Input material
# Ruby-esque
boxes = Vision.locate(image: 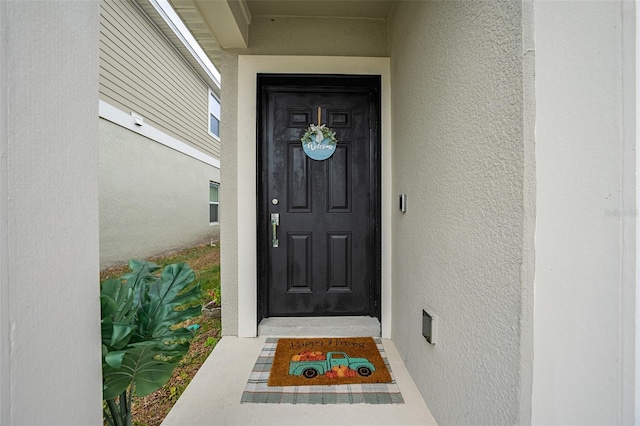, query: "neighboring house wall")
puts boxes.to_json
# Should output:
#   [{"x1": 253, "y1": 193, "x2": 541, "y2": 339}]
[
  {"x1": 532, "y1": 1, "x2": 640, "y2": 425},
  {"x1": 0, "y1": 1, "x2": 102, "y2": 425},
  {"x1": 390, "y1": 1, "x2": 534, "y2": 425},
  {"x1": 220, "y1": 18, "x2": 388, "y2": 335},
  {"x1": 100, "y1": 0, "x2": 220, "y2": 267}
]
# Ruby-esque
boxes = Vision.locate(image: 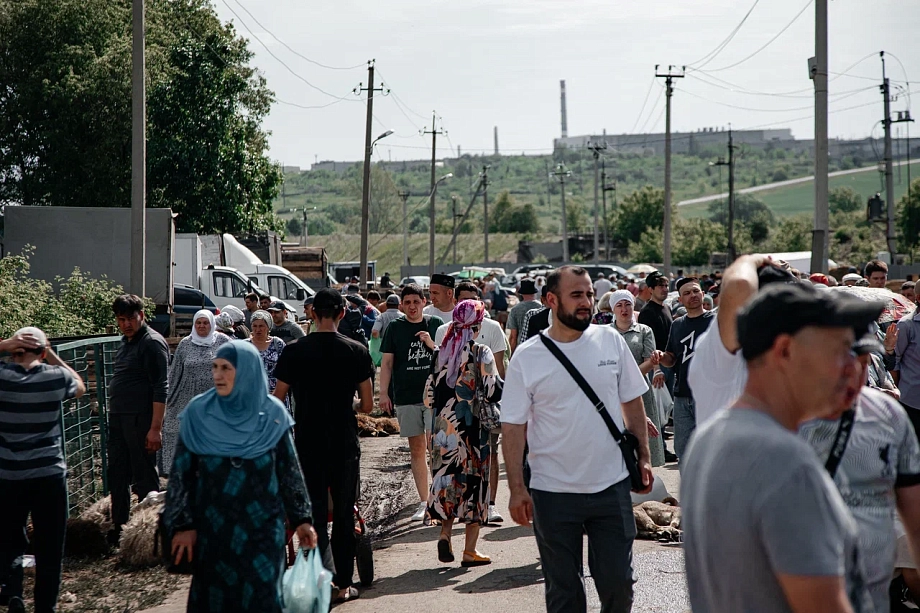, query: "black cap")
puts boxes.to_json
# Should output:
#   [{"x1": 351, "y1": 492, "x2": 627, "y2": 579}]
[
  {"x1": 429, "y1": 272, "x2": 457, "y2": 289},
  {"x1": 518, "y1": 279, "x2": 537, "y2": 296},
  {"x1": 313, "y1": 287, "x2": 345, "y2": 311},
  {"x1": 738, "y1": 283, "x2": 885, "y2": 361}
]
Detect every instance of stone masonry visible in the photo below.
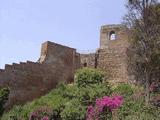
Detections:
[0,25,130,108]
[0,42,79,108]
[81,25,130,83]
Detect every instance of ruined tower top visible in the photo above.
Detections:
[100,24,127,49]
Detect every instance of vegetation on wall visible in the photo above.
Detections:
[0,88,9,117]
[125,0,160,105]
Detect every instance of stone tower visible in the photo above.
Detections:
[100,25,128,49]
[80,25,129,83]
[97,25,129,82]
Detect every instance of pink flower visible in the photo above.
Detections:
[41,116,49,120]
[87,96,123,120]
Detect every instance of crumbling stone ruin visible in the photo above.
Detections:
[0,25,129,108]
[80,25,130,83]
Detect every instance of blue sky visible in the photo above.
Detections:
[0,0,125,68]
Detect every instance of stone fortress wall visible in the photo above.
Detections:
[0,25,129,108]
[81,25,130,83]
[0,42,79,108]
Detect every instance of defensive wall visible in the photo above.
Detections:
[0,25,132,108]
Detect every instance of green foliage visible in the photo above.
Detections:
[0,88,9,116]
[75,68,105,87]
[61,99,86,120]
[2,69,112,120]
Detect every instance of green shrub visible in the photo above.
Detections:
[75,68,105,87]
[2,69,112,120]
[0,88,9,116]
[61,99,86,120]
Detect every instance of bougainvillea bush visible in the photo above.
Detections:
[86,96,123,120]
[0,87,10,117]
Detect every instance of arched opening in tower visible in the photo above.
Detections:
[109,31,116,40]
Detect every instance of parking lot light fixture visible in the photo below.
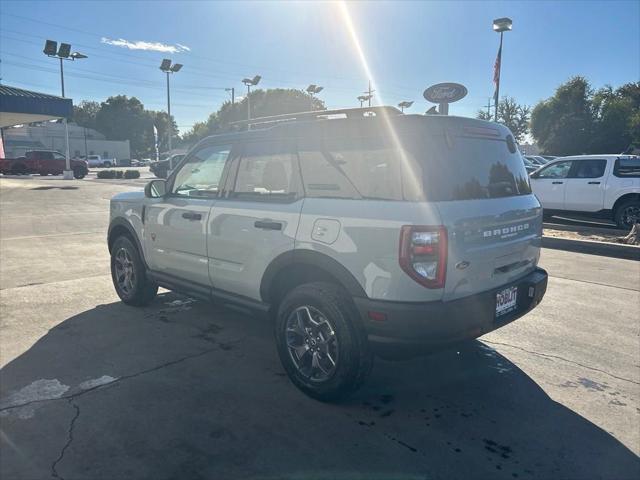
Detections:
[358,95,373,108]
[160,58,182,154]
[493,17,513,122]
[42,40,88,180]
[398,100,413,113]
[307,83,324,111]
[242,75,262,125]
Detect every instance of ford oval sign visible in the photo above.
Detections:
[423,83,467,103]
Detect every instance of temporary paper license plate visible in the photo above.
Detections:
[496,287,518,317]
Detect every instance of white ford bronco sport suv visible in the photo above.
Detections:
[531,155,640,229]
[108,107,547,400]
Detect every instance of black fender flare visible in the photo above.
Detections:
[107,217,148,268]
[260,250,367,303]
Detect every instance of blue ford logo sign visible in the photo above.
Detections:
[423,83,467,103]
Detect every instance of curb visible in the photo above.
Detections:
[542,236,640,261]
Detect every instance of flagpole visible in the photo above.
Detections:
[493,32,504,122]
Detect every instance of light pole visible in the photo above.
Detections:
[398,100,413,113]
[358,95,372,108]
[160,58,182,157]
[307,83,324,111]
[493,17,513,122]
[358,80,375,106]
[224,87,236,109]
[43,40,87,180]
[242,75,262,130]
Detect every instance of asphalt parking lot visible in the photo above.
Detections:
[0,175,640,480]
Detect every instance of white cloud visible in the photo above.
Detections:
[100,37,191,53]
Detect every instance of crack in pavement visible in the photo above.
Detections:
[549,275,640,293]
[482,340,640,385]
[0,345,220,412]
[51,398,80,480]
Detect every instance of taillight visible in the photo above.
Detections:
[399,225,447,288]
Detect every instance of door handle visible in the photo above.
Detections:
[253,220,282,230]
[182,212,202,220]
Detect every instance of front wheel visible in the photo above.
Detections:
[276,282,373,401]
[613,200,640,230]
[111,236,158,307]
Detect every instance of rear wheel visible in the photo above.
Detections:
[111,236,158,306]
[276,282,373,401]
[73,167,87,180]
[614,200,640,229]
[11,163,27,175]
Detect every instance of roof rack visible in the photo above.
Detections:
[229,106,402,127]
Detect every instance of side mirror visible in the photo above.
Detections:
[144,178,167,198]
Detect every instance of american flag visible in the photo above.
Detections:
[493,42,502,103]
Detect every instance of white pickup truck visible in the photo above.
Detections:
[530,155,640,229]
[87,155,118,168]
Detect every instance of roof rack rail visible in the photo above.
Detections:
[229,106,402,127]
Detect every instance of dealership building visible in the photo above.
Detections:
[3,121,131,160]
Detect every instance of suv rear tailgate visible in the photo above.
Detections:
[437,195,542,301]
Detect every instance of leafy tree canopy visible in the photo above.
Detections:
[531,77,640,155]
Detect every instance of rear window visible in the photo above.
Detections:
[299,135,531,201]
[613,157,640,178]
[415,136,531,201]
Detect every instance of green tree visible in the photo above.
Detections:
[96,95,153,156]
[73,100,100,130]
[477,97,531,142]
[182,88,326,144]
[531,77,594,155]
[531,77,640,155]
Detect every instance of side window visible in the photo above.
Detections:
[231,142,299,201]
[571,160,607,178]
[536,162,573,178]
[613,157,640,178]
[298,148,360,198]
[172,145,231,197]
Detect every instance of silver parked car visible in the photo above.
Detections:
[108,107,547,400]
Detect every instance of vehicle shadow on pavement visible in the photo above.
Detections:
[0,293,640,479]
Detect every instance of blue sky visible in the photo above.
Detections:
[0,0,640,131]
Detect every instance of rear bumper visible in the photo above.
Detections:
[354,268,547,353]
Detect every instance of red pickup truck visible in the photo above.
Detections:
[0,150,89,179]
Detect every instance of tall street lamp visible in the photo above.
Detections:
[358,95,373,108]
[307,83,324,111]
[43,40,88,180]
[398,101,413,113]
[493,17,513,122]
[242,75,262,126]
[224,87,236,108]
[160,58,182,157]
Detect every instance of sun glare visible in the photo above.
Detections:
[338,1,421,201]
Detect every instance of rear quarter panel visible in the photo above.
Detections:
[295,198,443,302]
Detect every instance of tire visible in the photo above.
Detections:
[613,199,640,230]
[11,163,27,175]
[275,282,373,402]
[111,236,158,307]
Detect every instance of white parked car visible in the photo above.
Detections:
[531,155,640,228]
[87,155,118,168]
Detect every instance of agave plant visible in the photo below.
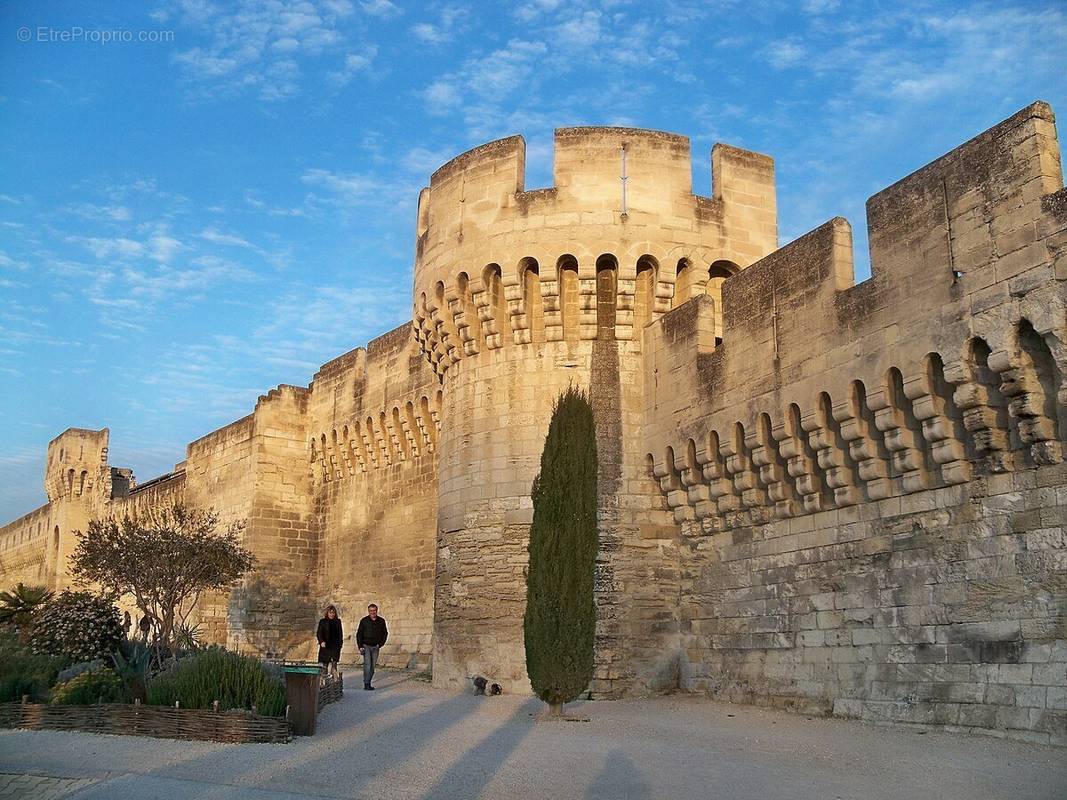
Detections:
[174,622,204,650]
[0,582,53,644]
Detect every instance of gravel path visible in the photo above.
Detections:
[0,673,1067,800]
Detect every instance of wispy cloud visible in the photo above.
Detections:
[174,0,375,102]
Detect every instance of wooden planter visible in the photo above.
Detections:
[0,675,345,743]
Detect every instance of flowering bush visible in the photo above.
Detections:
[51,669,126,705]
[0,630,63,703]
[30,590,123,663]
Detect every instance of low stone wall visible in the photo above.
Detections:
[0,703,289,743]
[681,464,1067,745]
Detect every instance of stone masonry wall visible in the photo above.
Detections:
[646,103,1067,743]
[307,325,440,667]
[0,102,1067,743]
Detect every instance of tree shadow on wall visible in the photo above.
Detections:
[423,699,543,800]
[228,574,319,658]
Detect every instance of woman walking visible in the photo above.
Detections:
[315,606,345,675]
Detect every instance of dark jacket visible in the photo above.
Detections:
[315,617,345,650]
[355,617,389,647]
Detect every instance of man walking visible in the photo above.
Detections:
[355,603,389,689]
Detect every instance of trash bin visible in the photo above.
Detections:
[282,665,322,736]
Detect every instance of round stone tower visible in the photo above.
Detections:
[413,128,777,697]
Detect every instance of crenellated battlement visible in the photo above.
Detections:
[413,128,777,374]
[646,103,1067,529]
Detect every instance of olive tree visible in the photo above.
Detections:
[70,503,255,649]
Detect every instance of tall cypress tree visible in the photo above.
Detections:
[523,386,598,716]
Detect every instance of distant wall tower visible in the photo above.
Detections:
[413,128,777,697]
[45,428,111,589]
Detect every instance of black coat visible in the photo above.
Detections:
[315,617,345,650]
[355,617,389,647]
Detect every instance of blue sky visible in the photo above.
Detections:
[0,0,1067,523]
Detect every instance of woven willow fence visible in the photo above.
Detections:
[0,703,289,742]
[0,675,345,743]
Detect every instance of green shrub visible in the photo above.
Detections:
[0,633,63,703]
[147,647,286,717]
[51,668,127,705]
[30,590,123,663]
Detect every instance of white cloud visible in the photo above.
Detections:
[148,234,184,263]
[174,0,377,102]
[328,45,378,85]
[68,236,145,261]
[423,78,463,114]
[360,0,401,17]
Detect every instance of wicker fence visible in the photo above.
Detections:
[0,703,289,742]
[318,674,345,711]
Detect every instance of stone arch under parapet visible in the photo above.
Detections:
[704,258,740,343]
[964,336,1020,450]
[596,253,619,340]
[556,253,579,342]
[481,263,511,338]
[923,352,976,460]
[634,254,659,335]
[670,256,696,308]
[519,256,544,342]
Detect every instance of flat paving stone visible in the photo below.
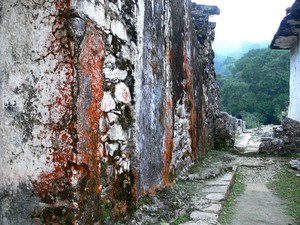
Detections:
[201,204,222,214]
[205,193,226,202]
[190,211,218,223]
[221,172,234,181]
[207,179,231,186]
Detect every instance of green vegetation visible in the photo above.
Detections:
[219,171,245,225]
[218,49,289,128]
[270,164,300,223]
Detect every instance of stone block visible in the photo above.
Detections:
[101,92,116,112]
[115,82,131,104]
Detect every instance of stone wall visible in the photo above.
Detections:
[0,0,219,225]
[259,117,300,155]
[214,112,246,150]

What to produce
Starting with the line containing "Detect every instance of stone masonry wall" and continuing through the line containing "[355,603,389,689]", recast that part of the data as a Markdown table with the columns Row and Line, one line per row, leaving out blank lines.

Task response
| Row | Line |
|---|---|
| 1 | Detect every instance of stone masonry wall visible in the photo above. |
| 2 | Detections: |
| 3 | [646,103,1067,743] |
| 4 | [307,325,440,667] |
| 5 | [0,102,1067,743] |
| 6 | Detect every instance of tree shadow on wall visible in the photo above. |
| 7 | Detections: |
| 8 | [423,699,543,800] |
| 9 | [228,574,319,658] |
| 10 | Detect every instance of woman walking visible in the photo above. |
| 11 | Detections: |
| 12 | [315,606,345,675] |
| 13 | Detect every instance of dark jacket visible in the photo above. |
| 14 | Detections: |
| 15 | [315,617,345,650] |
| 16 | [355,617,389,647] |
| 17 | Detect every instance of man walking visible in the photo above. |
| 18 | Detections: |
| 19 | [355,603,389,689] |